## WHAT IS REQUIRED
Please copy every line of the data below verbatim, leaving out the pictures.
* START GIVEN DATA *
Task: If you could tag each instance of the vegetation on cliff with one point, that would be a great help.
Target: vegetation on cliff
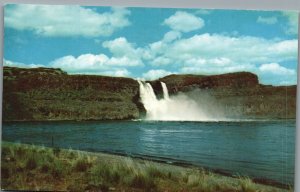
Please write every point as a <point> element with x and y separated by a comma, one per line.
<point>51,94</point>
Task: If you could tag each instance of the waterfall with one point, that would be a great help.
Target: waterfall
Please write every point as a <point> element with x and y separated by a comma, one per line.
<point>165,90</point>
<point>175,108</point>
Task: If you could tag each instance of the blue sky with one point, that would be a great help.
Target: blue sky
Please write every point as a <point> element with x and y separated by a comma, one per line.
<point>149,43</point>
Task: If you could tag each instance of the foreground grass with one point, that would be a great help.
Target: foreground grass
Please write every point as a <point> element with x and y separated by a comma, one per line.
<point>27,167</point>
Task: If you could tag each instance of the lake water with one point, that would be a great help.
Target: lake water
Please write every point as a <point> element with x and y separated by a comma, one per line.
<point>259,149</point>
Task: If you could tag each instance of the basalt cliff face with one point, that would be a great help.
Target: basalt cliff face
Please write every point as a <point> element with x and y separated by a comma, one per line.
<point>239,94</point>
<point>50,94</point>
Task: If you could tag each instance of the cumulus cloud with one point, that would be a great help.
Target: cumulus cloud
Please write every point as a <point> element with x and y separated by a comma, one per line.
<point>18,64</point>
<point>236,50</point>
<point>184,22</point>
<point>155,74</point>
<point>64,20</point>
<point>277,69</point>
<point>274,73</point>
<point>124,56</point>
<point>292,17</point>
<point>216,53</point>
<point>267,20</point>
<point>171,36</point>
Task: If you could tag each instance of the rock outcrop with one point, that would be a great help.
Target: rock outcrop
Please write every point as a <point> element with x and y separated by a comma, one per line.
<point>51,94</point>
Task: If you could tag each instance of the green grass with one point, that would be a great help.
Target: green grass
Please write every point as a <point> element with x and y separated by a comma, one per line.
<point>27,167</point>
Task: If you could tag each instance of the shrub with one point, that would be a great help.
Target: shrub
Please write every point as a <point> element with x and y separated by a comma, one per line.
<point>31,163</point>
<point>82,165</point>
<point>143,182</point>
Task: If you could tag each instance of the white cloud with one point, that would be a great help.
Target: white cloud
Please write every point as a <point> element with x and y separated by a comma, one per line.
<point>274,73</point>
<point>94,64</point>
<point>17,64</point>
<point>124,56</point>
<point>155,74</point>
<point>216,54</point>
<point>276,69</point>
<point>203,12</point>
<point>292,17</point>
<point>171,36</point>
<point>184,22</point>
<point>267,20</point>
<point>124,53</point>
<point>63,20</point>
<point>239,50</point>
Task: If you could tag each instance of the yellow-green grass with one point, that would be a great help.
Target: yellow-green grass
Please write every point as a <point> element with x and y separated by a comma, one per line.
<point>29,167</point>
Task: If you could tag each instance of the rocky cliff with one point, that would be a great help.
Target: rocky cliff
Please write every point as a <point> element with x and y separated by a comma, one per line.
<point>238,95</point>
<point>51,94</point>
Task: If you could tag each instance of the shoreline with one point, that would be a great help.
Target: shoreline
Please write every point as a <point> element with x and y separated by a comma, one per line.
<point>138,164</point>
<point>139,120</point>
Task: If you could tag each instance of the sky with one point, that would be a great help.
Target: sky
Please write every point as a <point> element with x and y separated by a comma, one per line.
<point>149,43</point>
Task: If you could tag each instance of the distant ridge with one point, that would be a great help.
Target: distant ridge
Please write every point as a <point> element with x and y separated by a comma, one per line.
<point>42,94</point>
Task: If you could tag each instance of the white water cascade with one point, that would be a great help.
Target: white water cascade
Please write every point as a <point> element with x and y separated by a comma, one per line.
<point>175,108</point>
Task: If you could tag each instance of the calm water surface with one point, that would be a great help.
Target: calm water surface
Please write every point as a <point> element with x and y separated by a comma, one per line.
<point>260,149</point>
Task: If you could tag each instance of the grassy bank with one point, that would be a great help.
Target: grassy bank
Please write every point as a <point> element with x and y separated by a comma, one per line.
* END GIVEN DATA *
## THE RESPONSE
Task: If you could tag each instance of the vegetation on cliff with one point, that would be a great help.
Target: vegetation on cliff
Please write every point as a <point> element with x and y separated by a comma, one per line.
<point>51,94</point>
Task: If you could tag each instance of the waterfall with one point, that would be a great help.
Target: waterfall
Please write every point as a <point> element with x and y separated by a comma, one per line.
<point>165,90</point>
<point>175,108</point>
Task: If you could tag each instance of the blue sky with one point, that would be a great help.
Target: blue sky
Please write every point as a <point> element with x and y separated by a comma, one per line.
<point>149,43</point>
Task: If you could tag each instance of the foreground grass with one point, that would be a great help.
Target: foreground grass
Please write every point as a <point> element with x and y separated by a comma, one per line.
<point>27,167</point>
Task: If you could tag each instance of the lake water with one point, that would be a great help.
Target: lake water
Please write every point as a <point> element with x and y separated by a comma, one per line.
<point>259,149</point>
Task: If you could tag each instance of the basalt cliff face with one point, that would be a great help.
Target: basalt cliff face
Please write every point as a <point> element with x and y separated by a comma, one per line.
<point>239,94</point>
<point>50,94</point>
Task: If you could tag each instance of the cumulus cloud with one point, that would be a great help.
Target: cumulus cloud
Please write every point as a <point> element with x and y separated by a comma, one per line.
<point>18,64</point>
<point>236,50</point>
<point>184,22</point>
<point>155,74</point>
<point>64,20</point>
<point>277,69</point>
<point>274,73</point>
<point>124,56</point>
<point>292,17</point>
<point>216,53</point>
<point>267,20</point>
<point>171,36</point>
Task: If you could tag each instance of the rock outcrop with one point, that would be a great help.
Target: rock outcrop
Please write every point as a <point> element with x and y separated by a comma, one per line.
<point>51,94</point>
Task: If you could tag each instance of the green grass with one point, that would be a great help.
Target: green grass
Please write every point as a <point> element with x and y separated by a comma, one per line.
<point>27,167</point>
Task: If you could tag each instance of the shrub with one point, that would be a great help.
Target: shrub
Please write every point as a <point> element with x and y separated by a comma, one per line.
<point>31,163</point>
<point>82,165</point>
<point>143,182</point>
Task: If you could tag each instance of the white cloud with one point, that would be a great help.
Target: white cloud
Please write every point as a <point> element with x and y separated by a comma, one per line.
<point>274,73</point>
<point>94,64</point>
<point>17,64</point>
<point>124,56</point>
<point>155,74</point>
<point>216,54</point>
<point>276,69</point>
<point>203,12</point>
<point>292,17</point>
<point>171,36</point>
<point>184,22</point>
<point>267,20</point>
<point>124,53</point>
<point>63,20</point>
<point>239,50</point>
Task: If you could tag each instance of the yellow-green grass with one point, that would be a great help.
Target: yellow-green grass
Please write every point as a <point> element with x and y separated by a comma, one per line.
<point>29,167</point>
Task: If you could tag each instance of the rocky cliff with one point, that would be a great help.
Target: rocky cliff
Please write every point as a <point> element with x and y separated by a comma, one per line.
<point>238,95</point>
<point>51,94</point>
Task: If you could tag each instance of the shoreline with one point, that would be a great help.
Target: shoreline
Please write every point as a <point> element with x and y separated by a comma, one per line.
<point>138,164</point>
<point>139,120</point>
Task: If you could tag each instance of the sky with one point, that would be a great help.
Target: sky
Please write every point as a <point> element with x and y separated by a comma, one per line.
<point>149,43</point>
Task: If you could tag each instance of the distant ridge with one point, that would be a great help.
Target: distant ridge
Please write every point as a <point> element with x and y separated by a comma, one per line.
<point>42,94</point>
Task: If you could tag each instance of the white water cascade with one point, that would be a great help.
Target: white water cascade
Please write every point as a <point> element with x and y separated by a comma, one per line.
<point>175,108</point>
Task: If you could tag each instance of the calm water surface with one point, that would be a great help.
Target: calm water surface
Please write every point as a <point> element with x and y separated by a comma, one per line.
<point>260,149</point>
Task: If you could tag each instance of the grassy bank with one point, that would be a great help.
Target: grassy bank
Please write every point as a <point> element with x and y separated by a comma, one per line.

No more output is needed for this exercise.